### Objectif
Recopiez sans rien modifier le passage de la critique du film Le temps des grâces qui va de « Résumé : Une » jusqu'à « de Yann Arthus-Bertrand. » inclus.

### Texte à lire
════════
Le temps des grâces de Dominique Marchais

letempsdesgracesTitre du film : Le temps des grâces
Réalisateur : Dominique Marchais
Année : 2010
Origine : France
Durée : 123 minutes

FICHE IMDB

Résumé : Une enquête sur l'évolution du monde agricole et sur l'avenir de notre planète.

Premier long métrage de Dominique Marchais, Le temps des grâces rejoint la liste actuelle des films documentaires engagés en faveur de la planète, à l'instar du célèbre Home de Yann Arthus-Bertrand.
La différence est cependant de taille entre Le temps des grâces et Home. En effet, Dominique a pris le parti de ne donner aux images qui vont émailler son long métrage qu'un rôle illustratif. Le principal réside dans la parole qui est donnée aux agriculteurs. Si Le temps des grâces se révèle un documentaire passionnant, c'est d'abord parce que le cinéaste a choisi de s'intéresser à l'agriculture française en faisant parler les principaux intéressés, à savoir les agriculteurs.
════════
Enregistrements d'un jeu de données:
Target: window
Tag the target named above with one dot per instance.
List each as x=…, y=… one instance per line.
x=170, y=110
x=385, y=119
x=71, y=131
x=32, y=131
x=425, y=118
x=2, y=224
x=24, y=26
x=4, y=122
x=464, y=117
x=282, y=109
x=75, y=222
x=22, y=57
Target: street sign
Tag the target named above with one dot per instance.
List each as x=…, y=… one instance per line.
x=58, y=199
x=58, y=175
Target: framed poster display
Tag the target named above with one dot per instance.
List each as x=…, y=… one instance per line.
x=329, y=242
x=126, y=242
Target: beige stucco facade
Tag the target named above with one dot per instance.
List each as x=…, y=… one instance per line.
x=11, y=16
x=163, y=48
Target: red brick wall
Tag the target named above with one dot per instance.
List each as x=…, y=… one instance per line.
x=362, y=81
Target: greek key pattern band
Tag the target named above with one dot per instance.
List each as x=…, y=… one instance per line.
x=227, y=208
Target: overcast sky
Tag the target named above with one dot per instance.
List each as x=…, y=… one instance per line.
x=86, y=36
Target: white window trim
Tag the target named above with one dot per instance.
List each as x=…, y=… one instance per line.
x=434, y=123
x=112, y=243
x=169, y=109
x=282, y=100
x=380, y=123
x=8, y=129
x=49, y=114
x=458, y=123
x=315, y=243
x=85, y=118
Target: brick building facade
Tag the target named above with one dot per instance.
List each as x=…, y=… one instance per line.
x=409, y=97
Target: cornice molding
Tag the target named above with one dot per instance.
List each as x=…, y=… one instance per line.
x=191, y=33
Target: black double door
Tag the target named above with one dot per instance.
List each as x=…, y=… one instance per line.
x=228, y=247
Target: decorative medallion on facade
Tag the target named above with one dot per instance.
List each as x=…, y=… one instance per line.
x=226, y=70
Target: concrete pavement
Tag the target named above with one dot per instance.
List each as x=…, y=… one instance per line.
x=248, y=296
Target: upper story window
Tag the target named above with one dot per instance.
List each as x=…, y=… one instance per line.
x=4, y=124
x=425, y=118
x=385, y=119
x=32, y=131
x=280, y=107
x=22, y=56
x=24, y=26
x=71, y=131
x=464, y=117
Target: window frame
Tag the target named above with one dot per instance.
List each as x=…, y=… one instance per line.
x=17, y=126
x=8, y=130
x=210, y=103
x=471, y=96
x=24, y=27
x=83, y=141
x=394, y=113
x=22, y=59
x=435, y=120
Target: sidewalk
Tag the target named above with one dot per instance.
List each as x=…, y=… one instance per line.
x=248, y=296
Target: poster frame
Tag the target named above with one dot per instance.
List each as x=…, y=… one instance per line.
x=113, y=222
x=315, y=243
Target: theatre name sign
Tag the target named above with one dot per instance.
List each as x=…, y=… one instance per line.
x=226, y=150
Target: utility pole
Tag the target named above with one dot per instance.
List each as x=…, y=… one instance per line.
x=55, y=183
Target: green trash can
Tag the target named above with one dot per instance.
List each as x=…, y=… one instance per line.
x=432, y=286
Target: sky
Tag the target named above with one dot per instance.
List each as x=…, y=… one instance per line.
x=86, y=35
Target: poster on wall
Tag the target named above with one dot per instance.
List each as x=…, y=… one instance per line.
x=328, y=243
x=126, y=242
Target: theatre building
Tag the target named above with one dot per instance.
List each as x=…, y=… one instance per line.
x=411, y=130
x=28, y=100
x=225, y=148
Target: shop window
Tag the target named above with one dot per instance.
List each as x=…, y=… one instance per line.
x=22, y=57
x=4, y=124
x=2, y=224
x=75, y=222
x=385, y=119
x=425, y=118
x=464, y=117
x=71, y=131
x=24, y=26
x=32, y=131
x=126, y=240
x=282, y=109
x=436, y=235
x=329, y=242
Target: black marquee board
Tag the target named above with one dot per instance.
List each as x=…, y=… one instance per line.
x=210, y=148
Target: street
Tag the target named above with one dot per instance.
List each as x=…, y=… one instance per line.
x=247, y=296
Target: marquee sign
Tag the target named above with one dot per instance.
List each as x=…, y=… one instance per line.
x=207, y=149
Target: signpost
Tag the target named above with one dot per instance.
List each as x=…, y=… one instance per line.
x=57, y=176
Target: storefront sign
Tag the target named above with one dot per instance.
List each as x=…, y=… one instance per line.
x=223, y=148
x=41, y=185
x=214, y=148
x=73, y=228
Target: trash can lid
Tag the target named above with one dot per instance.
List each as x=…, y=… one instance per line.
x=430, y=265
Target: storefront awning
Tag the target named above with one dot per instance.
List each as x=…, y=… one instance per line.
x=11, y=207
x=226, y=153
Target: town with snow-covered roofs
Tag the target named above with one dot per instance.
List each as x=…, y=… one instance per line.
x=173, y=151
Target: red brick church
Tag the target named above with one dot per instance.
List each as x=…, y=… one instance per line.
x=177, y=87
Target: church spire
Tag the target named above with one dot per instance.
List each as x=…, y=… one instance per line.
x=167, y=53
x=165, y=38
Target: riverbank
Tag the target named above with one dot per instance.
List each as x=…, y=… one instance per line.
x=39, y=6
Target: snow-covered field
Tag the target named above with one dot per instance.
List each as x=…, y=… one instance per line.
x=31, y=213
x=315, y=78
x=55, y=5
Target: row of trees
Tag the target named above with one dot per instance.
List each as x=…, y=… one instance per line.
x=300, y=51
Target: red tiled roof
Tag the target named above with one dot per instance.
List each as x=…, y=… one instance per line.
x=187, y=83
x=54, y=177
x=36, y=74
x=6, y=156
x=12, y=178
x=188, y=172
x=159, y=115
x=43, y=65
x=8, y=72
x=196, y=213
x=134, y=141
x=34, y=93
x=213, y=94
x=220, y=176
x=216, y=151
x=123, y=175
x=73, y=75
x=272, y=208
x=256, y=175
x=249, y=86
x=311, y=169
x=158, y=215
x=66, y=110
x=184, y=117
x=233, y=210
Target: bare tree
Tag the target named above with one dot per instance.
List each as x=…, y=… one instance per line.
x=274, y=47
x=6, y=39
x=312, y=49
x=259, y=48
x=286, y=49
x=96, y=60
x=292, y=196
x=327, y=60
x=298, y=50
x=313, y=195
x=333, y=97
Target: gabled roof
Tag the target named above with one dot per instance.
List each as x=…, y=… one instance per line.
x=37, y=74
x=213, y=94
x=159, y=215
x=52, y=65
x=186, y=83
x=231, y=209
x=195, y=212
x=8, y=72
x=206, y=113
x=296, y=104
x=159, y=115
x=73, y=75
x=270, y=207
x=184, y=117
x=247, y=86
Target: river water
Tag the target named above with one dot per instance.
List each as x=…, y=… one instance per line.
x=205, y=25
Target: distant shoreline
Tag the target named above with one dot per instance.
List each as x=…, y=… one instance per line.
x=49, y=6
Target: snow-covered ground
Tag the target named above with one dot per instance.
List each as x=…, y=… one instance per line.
════════
### Corrigé
Résumé : Une enquête sur l'évolution du monde agricole et sur l'avenir de notre planète.

Premier long métrage de Dominique Marchais, Le temps des grâces rejoint la liste actuelle des films documentaires engagés en faveur de la planète, à l'instar du célèbre Home de Yann Arthus-Bertrand.